### Extracted data
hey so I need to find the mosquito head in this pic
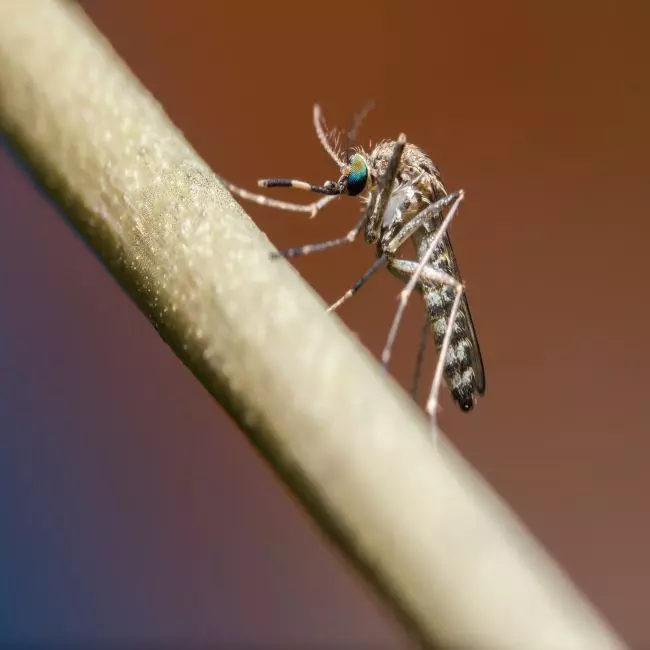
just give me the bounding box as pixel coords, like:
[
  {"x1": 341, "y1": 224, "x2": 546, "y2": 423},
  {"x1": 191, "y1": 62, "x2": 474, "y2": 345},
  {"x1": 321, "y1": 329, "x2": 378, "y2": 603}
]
[{"x1": 330, "y1": 153, "x2": 368, "y2": 197}]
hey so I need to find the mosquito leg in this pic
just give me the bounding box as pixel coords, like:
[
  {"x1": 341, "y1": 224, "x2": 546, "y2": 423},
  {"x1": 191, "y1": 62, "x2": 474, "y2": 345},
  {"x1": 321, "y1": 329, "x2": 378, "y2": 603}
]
[
  {"x1": 412, "y1": 312, "x2": 430, "y2": 402},
  {"x1": 381, "y1": 191, "x2": 464, "y2": 370},
  {"x1": 388, "y1": 259, "x2": 464, "y2": 433},
  {"x1": 385, "y1": 262, "x2": 427, "y2": 399},
  {"x1": 328, "y1": 255, "x2": 387, "y2": 313},
  {"x1": 428, "y1": 287, "x2": 463, "y2": 430},
  {"x1": 272, "y1": 212, "x2": 367, "y2": 259},
  {"x1": 364, "y1": 134, "x2": 407, "y2": 243},
  {"x1": 384, "y1": 191, "x2": 464, "y2": 256}
]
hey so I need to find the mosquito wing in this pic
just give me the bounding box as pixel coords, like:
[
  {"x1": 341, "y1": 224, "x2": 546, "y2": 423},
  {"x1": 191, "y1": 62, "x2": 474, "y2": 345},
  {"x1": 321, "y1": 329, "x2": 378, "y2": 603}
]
[{"x1": 438, "y1": 228, "x2": 486, "y2": 396}]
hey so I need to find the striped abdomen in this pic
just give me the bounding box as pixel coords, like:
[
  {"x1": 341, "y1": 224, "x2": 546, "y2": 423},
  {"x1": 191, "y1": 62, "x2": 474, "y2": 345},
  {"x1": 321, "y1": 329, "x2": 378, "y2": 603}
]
[{"x1": 417, "y1": 235, "x2": 484, "y2": 411}]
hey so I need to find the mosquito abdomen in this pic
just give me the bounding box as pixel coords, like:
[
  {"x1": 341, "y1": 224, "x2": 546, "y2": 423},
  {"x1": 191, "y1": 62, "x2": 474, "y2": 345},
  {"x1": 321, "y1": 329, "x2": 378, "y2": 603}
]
[{"x1": 425, "y1": 285, "x2": 479, "y2": 411}]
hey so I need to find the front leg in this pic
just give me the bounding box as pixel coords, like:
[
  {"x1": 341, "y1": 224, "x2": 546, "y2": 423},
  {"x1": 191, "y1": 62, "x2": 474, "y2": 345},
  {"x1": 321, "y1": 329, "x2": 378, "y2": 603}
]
[{"x1": 364, "y1": 134, "x2": 407, "y2": 244}]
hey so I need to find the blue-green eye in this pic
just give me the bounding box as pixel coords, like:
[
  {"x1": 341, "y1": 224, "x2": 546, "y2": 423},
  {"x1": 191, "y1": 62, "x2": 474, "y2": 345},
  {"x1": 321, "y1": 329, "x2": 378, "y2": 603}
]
[{"x1": 346, "y1": 154, "x2": 368, "y2": 196}]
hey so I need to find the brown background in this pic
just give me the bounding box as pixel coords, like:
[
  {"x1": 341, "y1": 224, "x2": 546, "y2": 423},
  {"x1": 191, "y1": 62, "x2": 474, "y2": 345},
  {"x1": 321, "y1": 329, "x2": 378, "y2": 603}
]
[{"x1": 1, "y1": 0, "x2": 648, "y2": 647}]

### Problem statement
Repeat each entry above exactly, passing over any images.

### Task response
hey so I need to find the mosquito head in this pic
just give me the bounding box as pixel coords, like:
[
  {"x1": 341, "y1": 224, "x2": 546, "y2": 423},
  {"x1": 191, "y1": 62, "x2": 474, "y2": 345},
  {"x1": 321, "y1": 329, "x2": 378, "y2": 603}
]
[{"x1": 330, "y1": 153, "x2": 368, "y2": 197}]
hey so I need to find the mosquito leg in this pic
just give me the bounding box as pixel coords, like:
[
  {"x1": 341, "y1": 224, "x2": 546, "y2": 423},
  {"x1": 191, "y1": 62, "x2": 474, "y2": 345},
  {"x1": 321, "y1": 329, "x2": 378, "y2": 603}
]
[
  {"x1": 412, "y1": 312, "x2": 430, "y2": 402},
  {"x1": 381, "y1": 191, "x2": 464, "y2": 370},
  {"x1": 388, "y1": 259, "x2": 464, "y2": 433},
  {"x1": 385, "y1": 262, "x2": 427, "y2": 399},
  {"x1": 328, "y1": 255, "x2": 387, "y2": 313},
  {"x1": 428, "y1": 287, "x2": 463, "y2": 430},
  {"x1": 272, "y1": 212, "x2": 367, "y2": 259},
  {"x1": 364, "y1": 134, "x2": 407, "y2": 243},
  {"x1": 384, "y1": 191, "x2": 464, "y2": 256}
]
hey so I need to find the mosquito wing in this pic
just give me the bounding box as pixel coords, like:
[
  {"x1": 341, "y1": 224, "x2": 546, "y2": 423},
  {"x1": 191, "y1": 62, "x2": 474, "y2": 345},
  {"x1": 321, "y1": 329, "x2": 378, "y2": 603}
]
[{"x1": 438, "y1": 228, "x2": 486, "y2": 396}]
hey so I need to find the striped abdomen in this pic
just give me the bounding box as pixel coords, like:
[
  {"x1": 341, "y1": 224, "x2": 546, "y2": 423},
  {"x1": 191, "y1": 62, "x2": 474, "y2": 345},
  {"x1": 321, "y1": 329, "x2": 378, "y2": 603}
]
[{"x1": 417, "y1": 235, "x2": 484, "y2": 411}]
hey so I need to find the mosquito abdomen in this pic
just give me the bounding box as pixel coords, like:
[
  {"x1": 341, "y1": 224, "x2": 546, "y2": 423},
  {"x1": 191, "y1": 62, "x2": 474, "y2": 345},
  {"x1": 321, "y1": 329, "x2": 378, "y2": 603}
]
[{"x1": 425, "y1": 285, "x2": 479, "y2": 411}]
hey so I need to find the front leg in this pic
just give me the bounding box as pixel coords, like:
[
  {"x1": 341, "y1": 224, "x2": 546, "y2": 423},
  {"x1": 191, "y1": 62, "x2": 474, "y2": 345},
  {"x1": 321, "y1": 329, "x2": 378, "y2": 603}
]
[{"x1": 364, "y1": 134, "x2": 407, "y2": 244}]
hey so I need to find the blue-green eye in this pic
just give me the bounding box as pixel coords, like:
[
  {"x1": 341, "y1": 224, "x2": 546, "y2": 423},
  {"x1": 191, "y1": 62, "x2": 474, "y2": 345},
  {"x1": 321, "y1": 329, "x2": 378, "y2": 603}
]
[{"x1": 346, "y1": 154, "x2": 368, "y2": 196}]
hey so I need to find the brown background in this pic
just give me the bounding box as pixel coords, like:
[
  {"x1": 341, "y1": 224, "x2": 546, "y2": 423},
  {"x1": 191, "y1": 62, "x2": 474, "y2": 345},
  {"x1": 321, "y1": 329, "x2": 378, "y2": 603}
]
[{"x1": 1, "y1": 0, "x2": 648, "y2": 647}]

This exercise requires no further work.